— BEGIN Records shown —

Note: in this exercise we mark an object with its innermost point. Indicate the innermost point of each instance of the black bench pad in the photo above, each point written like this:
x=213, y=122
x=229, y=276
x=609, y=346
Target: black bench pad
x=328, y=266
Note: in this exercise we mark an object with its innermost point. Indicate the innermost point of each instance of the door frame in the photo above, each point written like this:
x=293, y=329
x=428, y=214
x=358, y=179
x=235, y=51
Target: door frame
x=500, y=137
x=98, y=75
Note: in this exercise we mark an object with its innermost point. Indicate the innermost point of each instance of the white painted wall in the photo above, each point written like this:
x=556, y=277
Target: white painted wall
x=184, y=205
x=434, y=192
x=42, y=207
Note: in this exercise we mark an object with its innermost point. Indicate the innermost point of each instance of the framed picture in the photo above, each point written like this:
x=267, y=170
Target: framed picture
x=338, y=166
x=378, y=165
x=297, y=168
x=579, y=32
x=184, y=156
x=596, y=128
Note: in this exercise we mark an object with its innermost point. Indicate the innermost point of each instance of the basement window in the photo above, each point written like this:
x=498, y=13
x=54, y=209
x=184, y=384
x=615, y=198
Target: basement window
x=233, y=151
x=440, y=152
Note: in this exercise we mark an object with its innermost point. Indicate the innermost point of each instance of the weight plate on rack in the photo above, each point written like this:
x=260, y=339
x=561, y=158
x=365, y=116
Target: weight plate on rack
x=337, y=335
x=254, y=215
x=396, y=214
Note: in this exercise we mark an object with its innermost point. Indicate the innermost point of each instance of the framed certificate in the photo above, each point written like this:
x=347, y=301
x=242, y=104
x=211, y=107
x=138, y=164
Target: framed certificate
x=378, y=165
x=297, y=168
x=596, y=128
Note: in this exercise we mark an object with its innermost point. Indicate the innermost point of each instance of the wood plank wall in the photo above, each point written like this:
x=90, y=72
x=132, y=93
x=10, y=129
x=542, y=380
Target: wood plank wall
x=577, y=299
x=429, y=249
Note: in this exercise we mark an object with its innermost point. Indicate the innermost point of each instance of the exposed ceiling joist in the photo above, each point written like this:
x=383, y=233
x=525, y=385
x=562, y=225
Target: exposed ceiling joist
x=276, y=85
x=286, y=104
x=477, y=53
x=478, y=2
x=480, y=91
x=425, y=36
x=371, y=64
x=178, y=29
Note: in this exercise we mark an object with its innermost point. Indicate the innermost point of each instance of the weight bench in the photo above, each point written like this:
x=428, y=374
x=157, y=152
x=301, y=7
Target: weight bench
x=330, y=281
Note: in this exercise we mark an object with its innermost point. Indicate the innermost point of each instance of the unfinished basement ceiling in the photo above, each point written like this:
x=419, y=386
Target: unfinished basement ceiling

— END Records shown —

What you will do → Copy out, word for word, the part of the records that starts at the line containing "the framed picture" and runs through the end of the records, with that first line and the last line both included.

Finished exercise →
Note: in this exercise we mark an object with its innermost point. Indicate the innermost point of each instance of the framed picture in the photo above, each point written like this:
x=267, y=170
Target: framed picture
x=338, y=166
x=378, y=165
x=297, y=168
x=579, y=32
x=184, y=156
x=596, y=128
Note: in this exercise we mark an object with its innermost point. Indicate the innermost point of each instance of the basement window in the photo above, each point written like this:
x=498, y=13
x=54, y=209
x=184, y=384
x=615, y=198
Target: basement window
x=233, y=151
x=440, y=152
Note: in this exercise we mark an object with its innermost point. Indicate the innermost point of each instance of the weight plate on rack in the photo above, each point written like this:
x=260, y=339
x=561, y=158
x=365, y=116
Target: weight plate on rack
x=337, y=335
x=254, y=215
x=396, y=214
Note: in this exercise we mark an object with its innermost point. Indicate the innermost point of each instance of the framed certificate in the photo above, each point written like this:
x=347, y=301
x=242, y=104
x=211, y=107
x=138, y=164
Target: framed certificate
x=378, y=165
x=297, y=168
x=596, y=128
Note: in this exercise we mark an object with its innermost point. Indicate the innermost point of each instance of the wood plank wall in the photo above, each point written like this:
x=90, y=72
x=132, y=93
x=10, y=129
x=542, y=380
Target: wood plank wall
x=577, y=299
x=429, y=249
Note: in this exercise we mark an object with its innermost point. Indicate the innermost point of each instance of the exposed ceiling joist in the photo above, each point written like this:
x=383, y=233
x=525, y=385
x=562, y=225
Target: exposed ceiling joist
x=276, y=85
x=286, y=104
x=477, y=53
x=478, y=2
x=480, y=91
x=425, y=36
x=371, y=64
x=178, y=29
Note: in this exercise we mark an object with its innermost point. Indicate the innermost point of each instance of the weight bench in the photo above, each point written like this:
x=428, y=374
x=157, y=152
x=301, y=7
Target: weight bench
x=330, y=281
Note: in this exercise we mark an object with its innermost point. Indicate the innermost point of each instance of the unfinished basement ceiling in the photo above, each point written like this:
x=419, y=386
Target: unfinished basement ceiling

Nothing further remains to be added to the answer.